▶ Instructions for the task: Please rename "whereabouts" to "location" in every one of the following lines, and reproduce them with nothing else changed.
━━ Exercise material
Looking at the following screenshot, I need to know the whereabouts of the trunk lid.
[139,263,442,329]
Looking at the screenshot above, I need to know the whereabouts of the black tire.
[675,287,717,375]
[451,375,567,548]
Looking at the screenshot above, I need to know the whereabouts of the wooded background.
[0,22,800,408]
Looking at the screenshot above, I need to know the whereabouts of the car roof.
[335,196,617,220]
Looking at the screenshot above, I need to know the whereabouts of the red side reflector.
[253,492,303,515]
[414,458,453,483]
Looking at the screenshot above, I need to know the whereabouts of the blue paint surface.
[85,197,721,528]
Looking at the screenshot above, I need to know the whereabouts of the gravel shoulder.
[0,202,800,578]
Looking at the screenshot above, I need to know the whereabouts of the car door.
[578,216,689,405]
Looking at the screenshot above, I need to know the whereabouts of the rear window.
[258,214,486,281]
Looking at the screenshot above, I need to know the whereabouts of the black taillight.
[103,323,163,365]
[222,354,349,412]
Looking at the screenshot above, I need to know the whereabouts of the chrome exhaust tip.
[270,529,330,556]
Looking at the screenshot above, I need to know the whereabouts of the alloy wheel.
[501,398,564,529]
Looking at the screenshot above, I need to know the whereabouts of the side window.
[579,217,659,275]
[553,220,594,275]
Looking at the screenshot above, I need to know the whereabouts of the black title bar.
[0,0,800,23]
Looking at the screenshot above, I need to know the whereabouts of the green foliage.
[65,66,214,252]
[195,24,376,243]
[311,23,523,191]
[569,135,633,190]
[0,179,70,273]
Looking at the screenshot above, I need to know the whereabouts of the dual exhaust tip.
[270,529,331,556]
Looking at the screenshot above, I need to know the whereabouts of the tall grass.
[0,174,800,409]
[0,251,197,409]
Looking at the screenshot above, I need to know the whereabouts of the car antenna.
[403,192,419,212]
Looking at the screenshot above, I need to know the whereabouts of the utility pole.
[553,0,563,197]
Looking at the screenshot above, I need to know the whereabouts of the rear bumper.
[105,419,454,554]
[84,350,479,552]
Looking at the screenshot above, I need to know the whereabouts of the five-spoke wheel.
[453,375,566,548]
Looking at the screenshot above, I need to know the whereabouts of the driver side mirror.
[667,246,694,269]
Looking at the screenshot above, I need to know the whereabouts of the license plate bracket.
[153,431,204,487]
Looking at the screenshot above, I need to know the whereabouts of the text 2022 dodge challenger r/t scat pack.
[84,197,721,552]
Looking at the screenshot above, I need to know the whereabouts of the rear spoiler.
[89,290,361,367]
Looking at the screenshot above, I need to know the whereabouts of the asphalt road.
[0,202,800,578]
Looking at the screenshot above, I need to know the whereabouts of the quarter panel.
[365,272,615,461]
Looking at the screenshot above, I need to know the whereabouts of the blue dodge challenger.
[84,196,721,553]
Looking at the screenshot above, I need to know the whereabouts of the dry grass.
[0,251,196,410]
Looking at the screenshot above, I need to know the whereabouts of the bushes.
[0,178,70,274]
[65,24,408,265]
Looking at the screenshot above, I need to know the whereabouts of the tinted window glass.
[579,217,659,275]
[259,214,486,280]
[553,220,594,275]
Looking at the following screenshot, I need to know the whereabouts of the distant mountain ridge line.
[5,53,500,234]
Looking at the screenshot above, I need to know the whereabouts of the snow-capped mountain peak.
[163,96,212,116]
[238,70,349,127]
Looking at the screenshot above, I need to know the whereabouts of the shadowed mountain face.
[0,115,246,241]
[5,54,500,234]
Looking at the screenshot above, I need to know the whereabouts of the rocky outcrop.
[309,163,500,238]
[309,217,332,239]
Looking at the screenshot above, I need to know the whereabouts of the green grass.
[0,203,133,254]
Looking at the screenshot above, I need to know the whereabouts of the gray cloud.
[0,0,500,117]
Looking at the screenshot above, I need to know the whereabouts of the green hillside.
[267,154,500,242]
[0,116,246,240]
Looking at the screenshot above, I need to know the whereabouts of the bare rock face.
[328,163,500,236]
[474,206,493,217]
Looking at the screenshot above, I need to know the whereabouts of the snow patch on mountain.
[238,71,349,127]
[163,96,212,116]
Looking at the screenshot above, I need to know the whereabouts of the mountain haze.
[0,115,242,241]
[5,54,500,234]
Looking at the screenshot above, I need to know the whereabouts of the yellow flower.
━━━━
▶ Exercise answer:
Looking at the following screenshot, I need to know the location of the trunk lid.
[139,263,442,329]
Looking at the screenshot above, I need to know the location of the black tire.
[675,287,717,375]
[451,375,567,548]
Looking at the screenshot above, I need to know the location of the wooded background.
[0,22,800,408]
Looking at the screenshot above, I need to know the location of the car roof.
[335,196,617,220]
Looking at the screenshot above, I need to know the location of the red side reflector.
[253,492,303,515]
[414,458,453,483]
Looking at the screenshot above, I need to know the location of the blue paint surface.
[85,197,721,528]
Looking at the screenshot above, I need to know the location of the gravel shoulder.
[0,202,800,578]
Looking at the screenshot above, I need to know the location of the car door.
[578,216,689,405]
Looking at the screenshot above, I need to know the location of the rear window.
[258,214,486,281]
Looking at the screenshot above, I need to know the location of the black taillight.
[103,323,163,365]
[222,354,349,412]
Looking at the screenshot above, I need to know the location of the chrome exhaust tip.
[270,529,330,556]
Looking at the screenshot above, I need to know the location of the alloy wheel.
[501,398,564,529]
Looking at the screenshot above, I need to know the location of the side window.
[579,217,659,275]
[553,220,594,275]
Looking at the screenshot above, I need to know the location of the black title bar.
[0,0,800,23]
Looking at the screenshot above, I need to know the location of the green foliage.
[65,66,214,252]
[195,24,376,243]
[311,23,523,191]
[569,135,633,190]
[0,179,70,273]
Looking at the screenshot above, I need to know the location of the dual exhaust tip.
[270,529,331,556]
Looking at the screenshot above, I need to know the location of the tall grass.
[0,174,800,409]
[0,251,197,409]
Looking at the screenshot above, I need to know the location of the car antenna.
[403,192,419,212]
Looking at the screenshot above, I need to know the location of the utility pole.
[553,0,563,197]
Looking at the screenshot above, I need to know the location of the rear bumper.
[105,419,454,554]
[84,350,479,552]
Looking at the screenshot above, I need to know the location of the five-spoke wheel.
[453,375,566,548]
Looking at the screenshot above, I need to know the location of the driver side mirror.
[667,246,694,269]
Looking at the screenshot above, I need to know the location of the license plate bracket.
[153,431,204,487]
Looking at the screenshot above, I need to know the location of the text 2022 dodge challenger r/t scat pack.
[84,197,721,552]
Looking at the screenshot above, I need to know the location of the rear spoiler.
[89,290,361,367]
Looking at the screenshot above, I need to know the location of the asphalt road.
[0,202,800,578]
Looking at the screenshot above, I need to know the location of the quarter panel.
[365,272,615,461]
Looking at the screenshot above, I need to know the location of the blue dodge challenger.
[84,196,721,553]
Looking at the screenshot above, I need to know the location of the dry grass.
[0,251,196,410]
Looking at the screenshot above, I need to know the location of the bushes.
[0,178,70,274]
[65,24,408,265]
Looking at the screenshot above, I need to know the location of the tinted window glass.
[579,217,659,275]
[259,214,486,280]
[553,220,594,275]
Looking at the following screenshot, I need to know the location of the distant mountain ridge line.
[5,53,500,234]
Looking at the screenshot above, I need to know the location of the snow-capped mountain peak.
[163,96,212,116]
[238,70,349,127]
Looking at the screenshot above, I need to know the location of the shadowed mountain face.
[0,115,246,241]
[5,54,500,234]
Looking at the screenshot above, I need to know the location of the rocky outcrop.
[309,163,500,238]
[309,217,332,239]
Looking at the screenshot above, I need to know the location of the green grass.
[0,203,133,254]
Looking at the screenshot above, I need to know the location of the gray cloud.
[0,0,500,117]
Looking at the screenshot above, I need to know the location of the green hillside.
[267,154,500,242]
[0,116,246,240]
Looking at the screenshot above, I need to know the location of the bare rock face.
[328,163,500,236]
[474,206,493,217]
Looking at the screenshot above, I need to know the location of the snow patch on mountain.
[238,71,349,127]
[163,96,212,116]
Looking at the screenshot above, I need to know the location of the mountain haze.
[0,115,242,241]
[5,54,500,234]
Looking at the screenshot above, I need to know the location of the yellow flower.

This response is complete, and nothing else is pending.